• _TASKS TO COMPLETE_:
(1) According to the text on machine bias, who filed a lawsuit over the iTutorGroup's recruitment software?
(2) From the text on machine bias, extract the passage starting at "- Performance evaluation: The" and ending at "and address bias.".
(3) Does the text on machine bias agree with each of these statements? (a) Amazon's facial recognition technology is known as Rekognition. (b) The Markup found lenders were 50% more likely to deny home loans to people of color. (c) A high variance model often underfits data.

• _EXERCISE TEXT_:

※

Here are a few examples of stories in the news where people or companies have been harmed by AI:
A 2016 investigation by ProPublica found that COMPAS, an AI system adopted by the state of Florida, was twice as likely to flag black defendants as future re-offenders as white defendants. This raised concerns about AI’s use in policing and criminal justice.
In 2018, it was reported that Amazon’s facial recognition technology, known as Rekognition, had a higher rate of inaccuracies for women with darker skin tones. This raised concerns about the potential for the technology to be used in ways that could harm marginalized communities.
In 2020, a chatbot used by the UK’s National Health Service (NHS) to triage patients during the COVID-19 pandemic was discovered to be providing incorrect information and directing people to seek treatment in the wrong places. This raised concerns about the safety of using AI to make medical decisions.
In 2021, an investigation by The Markup found lenders were 80% more likely to deny home loans to people of color than white people with similar financial characteristics. This raised concerns about how black box AI algorithms were being used in mortgage approvals.
In 2022, the iTutorGroup, a collection of businesses that provides English-language tutoring services to students in China was found to have programmed its online recruitment software to automatically reject female applicants age 55 or older and male applicants age 60 or older. This raised concerns about age discrimination and resulted in the U.S. Equal Employment Opportunity Commission (EEOC) filing a lawsuit.
How to Detect Machine Bias
There are several methods that can be used to detect machine bias in a machine learning model:
- Data analysis: The data used to train the model is analyzed to detect any potential sources of bias such as imbalanced classes or missing data.
- Fairness metrics: Fairness metrics, such as demographic parity or equal opportunity, are used to evaluate the model’s predictions for different groups of individuals.
- Counterfactual analysis: Counterfactual analysis is used to evaluate how the model’s predictions would change if certain features of the model were different.
- Model inspection: The model’s parameters and decision boundaries are inspected to detect patterns that may indicate bias.
- Performance evaluation: The model’s performance is evaluated by using a diverse set of data to detect disparities in performance across different groups.
- Human in the loop approach: Human experts evaluate the model’s predictions and look for biased outcomes.
How to Prevent Machine Bias
There are several techniques that can be used to foster responsive AI and prevent machine bias in machine learning models. It is recommended to use multiple methods and combine them by doing the following:
- Diversify the training data.
- Use fairness constraints such as demographic parity and equal opportunity.
- Use bias correction algorithms.
- Use regularization techniques such as L1 and L2 regularization to reduce the model’s complexity and promote generalization.
- Regularly audit and interpret the model’s predictions to detect and address bias.
- Incorporate human feedback and intervention in the model’s prediction process to ensure unbiased decisions.
Machine Bias vs. Variance
Bias and variance are two concepts that are used to describe the performance and accuracy of a machine learning model. A model with low bias and low variance is likely to perform well on new data, while a model with high bias and high variance is likely to perform poorly.
- Bias errors are introduced by approximating a real-world problem with a ML model that is too simple. A high bias model often underfits data because the model it is not able to capture the complexity of the problem.
- Variance refers to error that is introduced when an ML model pays so much attention to the training data that it cannot make accurate generalizations about new data. A high variance model often overfits data.
In practice, finding the optimal balance between bias and variance can be challenging. Techniques such as regularization and cross-validation can be used to manage the bias and variance of the model and help improve its performance.

※

Point localization data:
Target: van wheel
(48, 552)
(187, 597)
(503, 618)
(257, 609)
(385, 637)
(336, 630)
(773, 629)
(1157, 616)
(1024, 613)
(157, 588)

※

• _EXPECTED RESPONSES_:
(1) The U.S. Equal Employment Opportunity Commission (EEOC).

(2)
- Performance evaluation: The model’s performance is evaluated by using a diverse set of data to detect disparities in performance across different groups.
- Human in the loop approach: Human experts evaluate the model’s predictions and look for biased outcomes.
How to Prevent Machine Bias
There are several techniques that can be used to foster responsive AI and prevent machine bias in machine learning models. It is recommended to use multiple methods and combine them by doing the following:
- Diversify the training data.
- Use fairness constraints such as demographic parity and equal opportunity.
- Use bias correction algorithms.
- Use regularization techniques such as L1 and L2 regularization to reduce the model’s complexity and promote generalization.
- Regularly audit and interpret the model’s predictions to detect and address bias.

(3)
(a) Yes: "Amazon’s facial recognition technology, known as Rekognition"
(b) No: "found lenders were 80% more likely to deny home loans to people of color"
(c) No: "A high variance model often overfits data."